### Фрагмент текста
————
Ирина Антонова: Музеи-левиафаны – это проблема
ССегодня уже даже непонятно, какой раунд идет в борьбе за возрождение Музея нового западного искусства, но можно сказать, что своим обращением к президенту вы взбудоражили все музейное сообщество, которое на этот раз выступило довольно единодушно против вашей инициативы. Вы предполагали, что реакция будет такой острой?
В общем, я догадывалась, конечно. Я ожидала ее, особенно со стороны музеев Петербурга. И понятно почему. Но публично, во всяком случае, не услышаны голоса тех, кто все-таки за. Я не знаю, почему так получилось. Наверное, потому что мы не ставили себе цель проводить какие-то кампании. И сейчас музей не собирает никаких подписей, не обращается никуда специально. Мне говорили на НТВ, что они звонили художникам Москвы, и не было ни одного человека, который был бы против этой идеи. Но мы не звонили, не собирали, не организовывали… Одним словом, проведение кампании не входило в наши планы, мы все-таки обращались к достаточно ответственному сообществу, рассчитывая на его реакцию.
СВы одна из немногих, кто видел этот музей в реальности, а не виртуальную версию. Это действительно было что-то необыкновенное?
Это был великий, феноменальный музей. Может быть, есть музеи современного искусства того периода, более крупные, с большим количеством картин, но по качеству такого музея больше нет. Мне доводилось видеть Музей современного искусства в Нью-Йорке, бывать в Центре Помпиду, в музее Орсе и во многих других музеях, связанных с искусством ХХ столетия. Такого музея, каким был Музей нового западного искусства в Москве, не существует. Потом, есть и другие причины, по которым его надо воссоздать. Репрессированный музей должен быть реабилитирован.
————
### Что сделать
[1] Переведите на английский язык предложение из фрагмента текста: «Это был великий, феноменальный музей».
[2] Изложите фрагмент текста в двух предложениях.
Строки — это отдельный материал.

### Строки с указанием названных объектов
————
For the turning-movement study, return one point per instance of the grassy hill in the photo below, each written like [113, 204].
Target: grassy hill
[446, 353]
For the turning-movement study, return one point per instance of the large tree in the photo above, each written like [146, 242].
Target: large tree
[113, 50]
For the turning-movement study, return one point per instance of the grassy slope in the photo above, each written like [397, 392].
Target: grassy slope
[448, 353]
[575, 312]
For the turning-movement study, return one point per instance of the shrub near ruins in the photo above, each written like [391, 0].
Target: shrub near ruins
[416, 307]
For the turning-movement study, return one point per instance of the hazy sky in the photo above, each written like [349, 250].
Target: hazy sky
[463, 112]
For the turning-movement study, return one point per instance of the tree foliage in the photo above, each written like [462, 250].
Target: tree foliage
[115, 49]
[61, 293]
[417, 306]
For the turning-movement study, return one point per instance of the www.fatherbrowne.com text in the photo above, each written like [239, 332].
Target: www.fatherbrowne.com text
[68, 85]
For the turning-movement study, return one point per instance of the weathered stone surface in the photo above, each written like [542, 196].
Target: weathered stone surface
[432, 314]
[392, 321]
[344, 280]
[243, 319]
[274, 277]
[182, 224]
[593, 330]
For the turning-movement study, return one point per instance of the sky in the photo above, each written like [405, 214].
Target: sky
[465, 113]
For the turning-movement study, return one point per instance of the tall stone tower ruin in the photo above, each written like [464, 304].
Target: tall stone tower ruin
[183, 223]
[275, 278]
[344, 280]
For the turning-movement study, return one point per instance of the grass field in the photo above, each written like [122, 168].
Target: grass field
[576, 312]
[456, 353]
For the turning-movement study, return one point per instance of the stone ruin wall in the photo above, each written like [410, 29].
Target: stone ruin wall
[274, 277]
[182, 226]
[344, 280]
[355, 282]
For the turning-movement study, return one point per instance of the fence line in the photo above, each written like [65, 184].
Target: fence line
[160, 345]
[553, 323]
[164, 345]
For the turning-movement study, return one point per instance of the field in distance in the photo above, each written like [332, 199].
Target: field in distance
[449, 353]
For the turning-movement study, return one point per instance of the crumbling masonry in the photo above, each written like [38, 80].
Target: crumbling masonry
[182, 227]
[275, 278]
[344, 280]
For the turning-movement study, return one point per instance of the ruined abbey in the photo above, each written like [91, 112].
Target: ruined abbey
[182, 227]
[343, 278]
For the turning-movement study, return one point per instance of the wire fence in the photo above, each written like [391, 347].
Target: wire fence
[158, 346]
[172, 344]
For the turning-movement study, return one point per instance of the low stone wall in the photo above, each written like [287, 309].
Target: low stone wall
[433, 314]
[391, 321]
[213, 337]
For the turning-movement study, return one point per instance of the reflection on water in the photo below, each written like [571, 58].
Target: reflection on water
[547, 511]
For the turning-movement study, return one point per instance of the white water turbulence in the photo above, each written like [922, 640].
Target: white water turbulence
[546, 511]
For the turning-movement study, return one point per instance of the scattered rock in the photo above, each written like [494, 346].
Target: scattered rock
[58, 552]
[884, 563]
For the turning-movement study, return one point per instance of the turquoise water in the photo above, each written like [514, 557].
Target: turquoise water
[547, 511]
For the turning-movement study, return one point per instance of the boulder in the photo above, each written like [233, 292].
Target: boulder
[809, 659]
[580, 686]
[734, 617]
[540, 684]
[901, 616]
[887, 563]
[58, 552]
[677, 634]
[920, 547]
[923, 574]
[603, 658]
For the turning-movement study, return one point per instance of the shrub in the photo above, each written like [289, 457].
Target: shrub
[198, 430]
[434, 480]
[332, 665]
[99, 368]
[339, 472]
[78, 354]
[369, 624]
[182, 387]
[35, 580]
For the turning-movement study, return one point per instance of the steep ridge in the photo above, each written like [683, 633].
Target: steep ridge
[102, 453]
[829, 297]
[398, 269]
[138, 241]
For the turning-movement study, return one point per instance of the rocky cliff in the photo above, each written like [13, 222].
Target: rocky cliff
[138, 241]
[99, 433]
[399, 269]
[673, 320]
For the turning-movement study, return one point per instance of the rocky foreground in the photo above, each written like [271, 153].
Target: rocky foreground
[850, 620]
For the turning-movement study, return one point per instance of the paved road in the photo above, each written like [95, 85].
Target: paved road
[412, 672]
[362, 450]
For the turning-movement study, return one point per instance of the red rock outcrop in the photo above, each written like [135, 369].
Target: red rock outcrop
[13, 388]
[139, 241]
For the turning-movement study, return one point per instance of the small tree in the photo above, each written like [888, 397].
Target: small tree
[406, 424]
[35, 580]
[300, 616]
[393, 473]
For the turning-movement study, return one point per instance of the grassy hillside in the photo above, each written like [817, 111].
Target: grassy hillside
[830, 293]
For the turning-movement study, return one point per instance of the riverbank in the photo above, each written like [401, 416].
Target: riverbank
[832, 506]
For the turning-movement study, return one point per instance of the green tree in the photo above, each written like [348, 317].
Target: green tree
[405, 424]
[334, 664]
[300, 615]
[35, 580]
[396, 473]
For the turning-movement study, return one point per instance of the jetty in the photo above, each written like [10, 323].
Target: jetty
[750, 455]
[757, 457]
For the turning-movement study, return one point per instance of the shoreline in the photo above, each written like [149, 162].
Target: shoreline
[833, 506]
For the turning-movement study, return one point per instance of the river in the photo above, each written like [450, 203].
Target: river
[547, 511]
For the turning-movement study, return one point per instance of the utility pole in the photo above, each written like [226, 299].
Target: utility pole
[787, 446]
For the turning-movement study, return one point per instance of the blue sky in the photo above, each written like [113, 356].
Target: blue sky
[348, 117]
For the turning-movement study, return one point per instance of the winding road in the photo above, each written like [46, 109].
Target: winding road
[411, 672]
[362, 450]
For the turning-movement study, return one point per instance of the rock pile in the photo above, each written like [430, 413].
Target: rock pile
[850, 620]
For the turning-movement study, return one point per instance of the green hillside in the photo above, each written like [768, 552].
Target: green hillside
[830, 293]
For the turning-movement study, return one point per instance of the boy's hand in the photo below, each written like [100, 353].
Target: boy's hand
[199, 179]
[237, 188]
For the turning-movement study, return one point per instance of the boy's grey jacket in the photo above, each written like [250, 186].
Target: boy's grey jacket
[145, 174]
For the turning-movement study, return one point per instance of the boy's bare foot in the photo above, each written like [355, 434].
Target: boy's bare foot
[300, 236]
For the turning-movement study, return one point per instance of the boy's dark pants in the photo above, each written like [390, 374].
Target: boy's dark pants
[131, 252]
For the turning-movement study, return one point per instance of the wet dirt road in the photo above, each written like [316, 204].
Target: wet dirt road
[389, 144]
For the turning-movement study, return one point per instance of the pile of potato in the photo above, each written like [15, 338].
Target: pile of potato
————
### Решения по заданиям
[1] It was a great, phenomenal museum.

[2] Ирина Антонова ожидала острой реакции музейного сообщества, особенно музеев Петербурга, на своё обращение к президенту о возрождении Музея нового западного искусства, но музей не проводил никаких кампаний в поддержку этой идеи. По её словам, по качеству такого музея больше нет, а репрессированный музей должен быть реабилитирован.